Segment Open

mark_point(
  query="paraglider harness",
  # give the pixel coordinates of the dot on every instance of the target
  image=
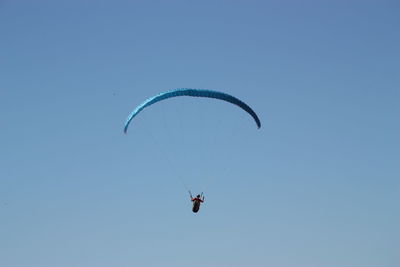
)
(196, 201)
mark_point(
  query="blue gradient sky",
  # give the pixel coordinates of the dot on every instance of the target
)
(317, 186)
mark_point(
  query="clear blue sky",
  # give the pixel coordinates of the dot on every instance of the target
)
(317, 186)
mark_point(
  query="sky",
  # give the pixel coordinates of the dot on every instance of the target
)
(317, 186)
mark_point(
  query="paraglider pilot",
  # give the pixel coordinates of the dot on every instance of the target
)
(196, 201)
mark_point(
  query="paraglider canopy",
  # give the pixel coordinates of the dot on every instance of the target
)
(193, 93)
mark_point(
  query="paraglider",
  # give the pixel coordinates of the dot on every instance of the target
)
(196, 201)
(194, 93)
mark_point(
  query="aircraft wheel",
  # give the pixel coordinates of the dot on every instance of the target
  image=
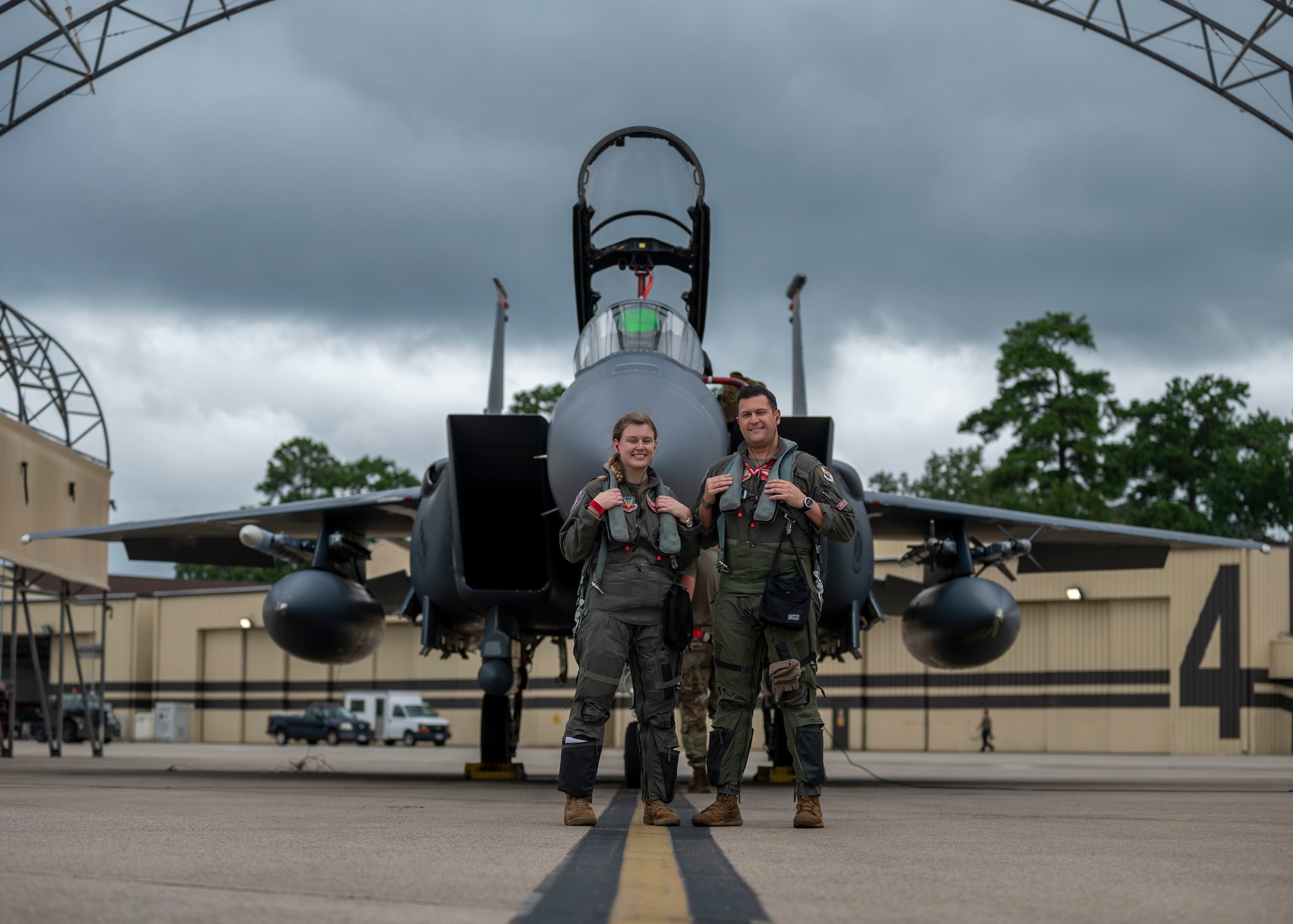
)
(633, 758)
(496, 729)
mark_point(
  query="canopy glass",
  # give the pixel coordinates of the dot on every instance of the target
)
(639, 325)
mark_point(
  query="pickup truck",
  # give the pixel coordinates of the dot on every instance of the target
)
(76, 721)
(323, 721)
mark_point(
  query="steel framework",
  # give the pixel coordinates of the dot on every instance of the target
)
(51, 693)
(1242, 67)
(43, 387)
(48, 58)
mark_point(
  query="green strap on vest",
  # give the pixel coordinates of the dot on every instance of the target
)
(617, 528)
(767, 508)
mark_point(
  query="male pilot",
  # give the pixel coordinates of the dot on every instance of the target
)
(770, 504)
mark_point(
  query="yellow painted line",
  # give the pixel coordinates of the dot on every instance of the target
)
(651, 885)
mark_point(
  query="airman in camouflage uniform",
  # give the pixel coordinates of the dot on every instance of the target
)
(699, 695)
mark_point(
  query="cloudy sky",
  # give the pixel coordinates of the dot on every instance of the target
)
(288, 223)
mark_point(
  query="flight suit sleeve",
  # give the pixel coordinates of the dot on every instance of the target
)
(584, 526)
(707, 539)
(691, 540)
(840, 519)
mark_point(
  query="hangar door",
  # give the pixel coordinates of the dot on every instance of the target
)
(1109, 676)
(222, 685)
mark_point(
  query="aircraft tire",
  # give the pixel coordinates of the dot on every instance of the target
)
(496, 729)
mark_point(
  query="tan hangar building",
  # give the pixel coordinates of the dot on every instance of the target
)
(1191, 658)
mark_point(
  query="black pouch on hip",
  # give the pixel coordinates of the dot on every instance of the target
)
(678, 619)
(787, 602)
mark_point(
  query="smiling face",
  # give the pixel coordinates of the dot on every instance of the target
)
(758, 422)
(637, 446)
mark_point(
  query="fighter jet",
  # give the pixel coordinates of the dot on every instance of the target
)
(487, 574)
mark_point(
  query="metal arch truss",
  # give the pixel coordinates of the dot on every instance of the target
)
(1239, 65)
(63, 54)
(43, 387)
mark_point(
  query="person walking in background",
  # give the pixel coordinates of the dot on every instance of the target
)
(699, 695)
(986, 731)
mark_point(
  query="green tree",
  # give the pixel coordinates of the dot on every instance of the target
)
(1057, 414)
(537, 400)
(1193, 461)
(303, 470)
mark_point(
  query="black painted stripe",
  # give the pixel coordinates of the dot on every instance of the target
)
(585, 885)
(1016, 678)
(1005, 702)
(716, 890)
(880, 681)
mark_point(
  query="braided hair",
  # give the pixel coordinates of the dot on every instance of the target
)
(632, 418)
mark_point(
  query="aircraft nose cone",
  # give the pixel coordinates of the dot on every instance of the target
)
(691, 427)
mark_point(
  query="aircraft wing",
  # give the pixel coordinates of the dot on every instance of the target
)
(213, 539)
(1060, 543)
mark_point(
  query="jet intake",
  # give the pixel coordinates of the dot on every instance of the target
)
(320, 616)
(964, 623)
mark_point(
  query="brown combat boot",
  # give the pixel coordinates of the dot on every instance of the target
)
(809, 811)
(700, 780)
(580, 811)
(659, 813)
(726, 813)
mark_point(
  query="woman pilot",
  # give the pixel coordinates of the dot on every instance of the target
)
(634, 537)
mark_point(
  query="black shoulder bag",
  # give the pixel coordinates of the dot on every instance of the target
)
(679, 623)
(787, 602)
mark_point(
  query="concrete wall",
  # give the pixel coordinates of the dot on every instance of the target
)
(1172, 660)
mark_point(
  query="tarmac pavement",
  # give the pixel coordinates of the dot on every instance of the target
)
(208, 832)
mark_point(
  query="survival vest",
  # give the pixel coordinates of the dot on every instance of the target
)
(617, 527)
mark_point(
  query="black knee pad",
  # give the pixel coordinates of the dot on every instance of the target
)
(668, 771)
(809, 746)
(732, 700)
(720, 742)
(579, 769)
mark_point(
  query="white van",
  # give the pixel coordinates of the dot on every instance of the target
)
(399, 714)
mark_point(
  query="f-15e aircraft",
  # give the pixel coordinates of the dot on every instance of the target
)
(487, 574)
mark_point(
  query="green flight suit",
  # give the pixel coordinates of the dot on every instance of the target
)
(624, 625)
(743, 645)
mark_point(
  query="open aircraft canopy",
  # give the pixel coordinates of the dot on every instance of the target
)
(642, 205)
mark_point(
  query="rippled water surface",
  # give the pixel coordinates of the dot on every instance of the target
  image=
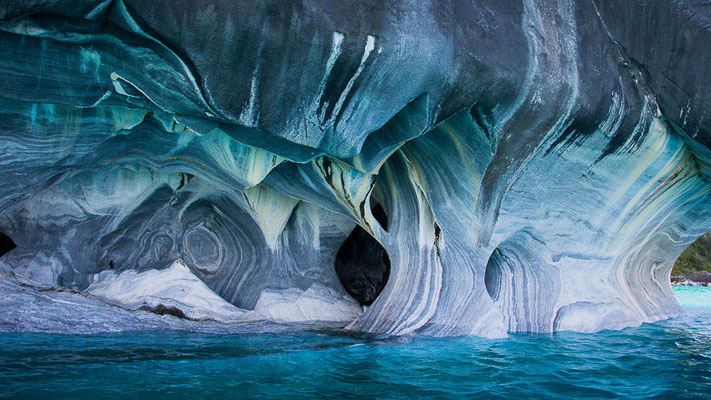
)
(666, 360)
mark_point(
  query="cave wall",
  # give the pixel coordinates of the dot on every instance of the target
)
(539, 167)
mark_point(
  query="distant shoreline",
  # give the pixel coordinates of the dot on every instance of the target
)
(702, 278)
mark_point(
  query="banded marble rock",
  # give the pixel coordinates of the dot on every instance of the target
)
(396, 167)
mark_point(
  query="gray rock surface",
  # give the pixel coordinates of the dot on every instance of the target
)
(541, 164)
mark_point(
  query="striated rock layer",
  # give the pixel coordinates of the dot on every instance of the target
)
(539, 165)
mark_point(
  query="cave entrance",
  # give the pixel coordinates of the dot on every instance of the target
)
(6, 244)
(362, 264)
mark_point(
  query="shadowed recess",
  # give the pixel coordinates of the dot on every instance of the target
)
(362, 264)
(6, 244)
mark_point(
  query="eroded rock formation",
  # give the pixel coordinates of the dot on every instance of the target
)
(540, 165)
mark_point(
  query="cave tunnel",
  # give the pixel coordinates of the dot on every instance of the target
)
(6, 244)
(362, 264)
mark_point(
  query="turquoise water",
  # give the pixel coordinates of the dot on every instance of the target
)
(666, 360)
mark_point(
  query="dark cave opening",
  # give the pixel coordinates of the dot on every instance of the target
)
(493, 274)
(6, 244)
(362, 264)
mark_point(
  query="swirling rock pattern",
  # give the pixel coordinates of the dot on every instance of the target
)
(541, 164)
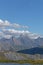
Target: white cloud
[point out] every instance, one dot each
(4, 24)
(8, 29)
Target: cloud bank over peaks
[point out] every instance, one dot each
(4, 24)
(8, 29)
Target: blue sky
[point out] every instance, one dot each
(24, 12)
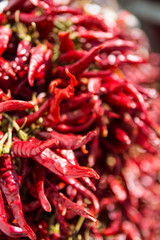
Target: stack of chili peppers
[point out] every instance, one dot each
(79, 146)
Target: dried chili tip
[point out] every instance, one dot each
(5, 35)
(5, 67)
(37, 58)
(12, 5)
(39, 3)
(68, 141)
(31, 148)
(66, 43)
(12, 105)
(12, 231)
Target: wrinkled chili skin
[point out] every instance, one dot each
(77, 134)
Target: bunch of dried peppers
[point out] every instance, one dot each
(79, 136)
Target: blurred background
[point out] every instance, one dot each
(147, 11)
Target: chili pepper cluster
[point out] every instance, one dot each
(79, 131)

Segment Closed

Try it:
Scan the material for lines holding the word "background", count them, and give the result alone.

Exercise result:
2